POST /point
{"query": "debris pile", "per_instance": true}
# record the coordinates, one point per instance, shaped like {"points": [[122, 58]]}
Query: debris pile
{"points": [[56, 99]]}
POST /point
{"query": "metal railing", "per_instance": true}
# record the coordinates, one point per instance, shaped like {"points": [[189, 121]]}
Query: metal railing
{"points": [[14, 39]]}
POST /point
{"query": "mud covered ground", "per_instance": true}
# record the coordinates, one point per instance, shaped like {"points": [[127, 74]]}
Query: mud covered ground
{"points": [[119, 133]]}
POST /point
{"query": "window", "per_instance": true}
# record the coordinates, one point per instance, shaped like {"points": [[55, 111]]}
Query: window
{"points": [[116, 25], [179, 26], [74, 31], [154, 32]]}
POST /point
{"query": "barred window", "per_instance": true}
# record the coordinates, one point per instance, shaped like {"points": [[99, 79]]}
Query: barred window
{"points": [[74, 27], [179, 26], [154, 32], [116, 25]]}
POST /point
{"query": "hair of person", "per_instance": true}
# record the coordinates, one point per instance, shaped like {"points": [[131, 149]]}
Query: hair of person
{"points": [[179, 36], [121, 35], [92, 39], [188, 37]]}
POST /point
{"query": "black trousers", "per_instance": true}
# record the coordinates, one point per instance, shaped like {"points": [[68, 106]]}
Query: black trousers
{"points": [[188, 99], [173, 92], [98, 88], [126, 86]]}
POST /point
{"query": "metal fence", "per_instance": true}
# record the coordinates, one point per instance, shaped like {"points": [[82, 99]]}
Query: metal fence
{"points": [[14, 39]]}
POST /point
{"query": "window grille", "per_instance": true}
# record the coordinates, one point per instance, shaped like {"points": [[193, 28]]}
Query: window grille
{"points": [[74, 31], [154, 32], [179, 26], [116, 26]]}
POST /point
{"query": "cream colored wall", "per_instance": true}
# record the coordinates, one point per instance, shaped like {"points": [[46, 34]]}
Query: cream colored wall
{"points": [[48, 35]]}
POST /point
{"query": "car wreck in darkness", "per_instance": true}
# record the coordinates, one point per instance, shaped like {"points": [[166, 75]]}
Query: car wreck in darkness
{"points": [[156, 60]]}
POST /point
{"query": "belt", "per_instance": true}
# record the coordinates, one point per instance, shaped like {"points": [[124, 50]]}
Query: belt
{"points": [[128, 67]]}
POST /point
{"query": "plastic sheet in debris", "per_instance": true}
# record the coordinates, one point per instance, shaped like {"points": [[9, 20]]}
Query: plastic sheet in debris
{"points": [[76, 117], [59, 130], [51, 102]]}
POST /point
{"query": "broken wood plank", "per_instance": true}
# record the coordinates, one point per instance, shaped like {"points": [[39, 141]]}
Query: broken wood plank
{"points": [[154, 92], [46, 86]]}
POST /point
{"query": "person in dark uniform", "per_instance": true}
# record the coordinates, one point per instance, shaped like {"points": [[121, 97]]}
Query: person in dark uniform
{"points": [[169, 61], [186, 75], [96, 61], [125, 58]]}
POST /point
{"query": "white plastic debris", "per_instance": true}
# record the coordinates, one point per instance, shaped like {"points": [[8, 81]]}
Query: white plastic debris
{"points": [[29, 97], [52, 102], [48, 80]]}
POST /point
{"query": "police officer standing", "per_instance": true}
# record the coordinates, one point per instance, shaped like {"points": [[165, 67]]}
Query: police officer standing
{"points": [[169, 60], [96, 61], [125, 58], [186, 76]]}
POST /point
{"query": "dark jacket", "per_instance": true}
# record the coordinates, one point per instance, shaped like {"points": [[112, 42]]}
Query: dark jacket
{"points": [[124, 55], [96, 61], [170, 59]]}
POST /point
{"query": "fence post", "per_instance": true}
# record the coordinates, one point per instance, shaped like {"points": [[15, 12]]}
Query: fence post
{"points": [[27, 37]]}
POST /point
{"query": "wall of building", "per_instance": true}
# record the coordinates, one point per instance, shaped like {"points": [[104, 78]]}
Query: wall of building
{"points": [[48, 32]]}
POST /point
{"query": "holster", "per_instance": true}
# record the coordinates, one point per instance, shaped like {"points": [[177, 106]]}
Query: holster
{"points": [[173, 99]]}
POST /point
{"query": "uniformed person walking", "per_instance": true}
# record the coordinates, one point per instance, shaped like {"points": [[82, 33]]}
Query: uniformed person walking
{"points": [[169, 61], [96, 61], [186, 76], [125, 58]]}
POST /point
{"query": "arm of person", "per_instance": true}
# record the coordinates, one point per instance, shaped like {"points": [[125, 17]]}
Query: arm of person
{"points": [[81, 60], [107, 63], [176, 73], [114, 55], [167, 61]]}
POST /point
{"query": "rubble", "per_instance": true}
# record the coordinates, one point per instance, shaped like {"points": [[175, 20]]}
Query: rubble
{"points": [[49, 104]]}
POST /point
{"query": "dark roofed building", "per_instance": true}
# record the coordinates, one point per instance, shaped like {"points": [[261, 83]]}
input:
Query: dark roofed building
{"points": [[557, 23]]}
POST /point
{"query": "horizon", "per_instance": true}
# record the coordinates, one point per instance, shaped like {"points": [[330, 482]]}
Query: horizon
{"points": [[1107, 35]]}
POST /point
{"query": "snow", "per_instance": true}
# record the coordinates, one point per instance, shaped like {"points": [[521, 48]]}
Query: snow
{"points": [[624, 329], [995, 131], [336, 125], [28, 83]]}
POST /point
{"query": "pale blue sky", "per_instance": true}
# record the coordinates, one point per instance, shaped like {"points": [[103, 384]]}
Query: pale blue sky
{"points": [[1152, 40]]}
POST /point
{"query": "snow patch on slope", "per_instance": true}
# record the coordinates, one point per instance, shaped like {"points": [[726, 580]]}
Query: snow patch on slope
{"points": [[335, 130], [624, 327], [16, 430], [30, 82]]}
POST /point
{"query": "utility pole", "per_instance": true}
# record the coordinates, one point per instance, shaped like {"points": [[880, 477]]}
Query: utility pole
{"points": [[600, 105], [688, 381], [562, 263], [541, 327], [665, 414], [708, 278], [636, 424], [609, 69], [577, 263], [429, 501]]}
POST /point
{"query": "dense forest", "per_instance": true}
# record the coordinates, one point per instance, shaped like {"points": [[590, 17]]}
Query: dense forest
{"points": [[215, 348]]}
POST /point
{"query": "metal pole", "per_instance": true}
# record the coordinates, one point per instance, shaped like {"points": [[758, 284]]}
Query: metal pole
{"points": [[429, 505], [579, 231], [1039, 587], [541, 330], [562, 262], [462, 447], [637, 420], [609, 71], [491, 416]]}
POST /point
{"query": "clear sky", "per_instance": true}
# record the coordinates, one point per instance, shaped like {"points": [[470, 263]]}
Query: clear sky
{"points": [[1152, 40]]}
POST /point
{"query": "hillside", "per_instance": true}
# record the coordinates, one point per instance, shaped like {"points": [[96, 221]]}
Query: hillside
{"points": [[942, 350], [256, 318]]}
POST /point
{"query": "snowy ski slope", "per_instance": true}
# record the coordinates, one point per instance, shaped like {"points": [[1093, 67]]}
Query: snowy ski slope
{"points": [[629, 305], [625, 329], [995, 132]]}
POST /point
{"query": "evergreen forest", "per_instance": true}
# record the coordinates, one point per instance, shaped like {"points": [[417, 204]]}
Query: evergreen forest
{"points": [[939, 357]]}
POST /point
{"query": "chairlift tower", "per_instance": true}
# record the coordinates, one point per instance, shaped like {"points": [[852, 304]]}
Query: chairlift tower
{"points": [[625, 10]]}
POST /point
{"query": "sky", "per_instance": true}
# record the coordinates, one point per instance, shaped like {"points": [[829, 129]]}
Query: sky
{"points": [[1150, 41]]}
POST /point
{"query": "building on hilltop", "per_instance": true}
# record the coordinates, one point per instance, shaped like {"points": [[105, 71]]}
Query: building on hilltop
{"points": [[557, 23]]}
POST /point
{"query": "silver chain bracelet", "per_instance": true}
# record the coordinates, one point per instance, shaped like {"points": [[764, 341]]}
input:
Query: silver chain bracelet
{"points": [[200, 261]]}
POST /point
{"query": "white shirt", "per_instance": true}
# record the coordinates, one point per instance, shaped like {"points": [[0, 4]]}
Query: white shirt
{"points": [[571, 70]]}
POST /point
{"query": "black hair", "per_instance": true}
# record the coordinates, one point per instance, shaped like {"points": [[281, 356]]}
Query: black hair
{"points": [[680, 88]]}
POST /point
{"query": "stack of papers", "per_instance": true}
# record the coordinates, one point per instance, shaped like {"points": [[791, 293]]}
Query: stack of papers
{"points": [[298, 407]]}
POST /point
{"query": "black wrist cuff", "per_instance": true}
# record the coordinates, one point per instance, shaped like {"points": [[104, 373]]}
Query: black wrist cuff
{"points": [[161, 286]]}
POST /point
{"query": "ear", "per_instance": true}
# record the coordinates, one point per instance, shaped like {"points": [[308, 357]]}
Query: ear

[Problem description] From the line containing "Query: black wrist cuff" to the last line of the records above, please write out every line exactly and add nothing.

[Written response]
Query: black wrist cuff
{"points": [[161, 286]]}
POST /point
{"query": "ear", "per_instance": true}
# record the coordinates, one point per instance, shaped like {"points": [[308, 357]]}
Query: ear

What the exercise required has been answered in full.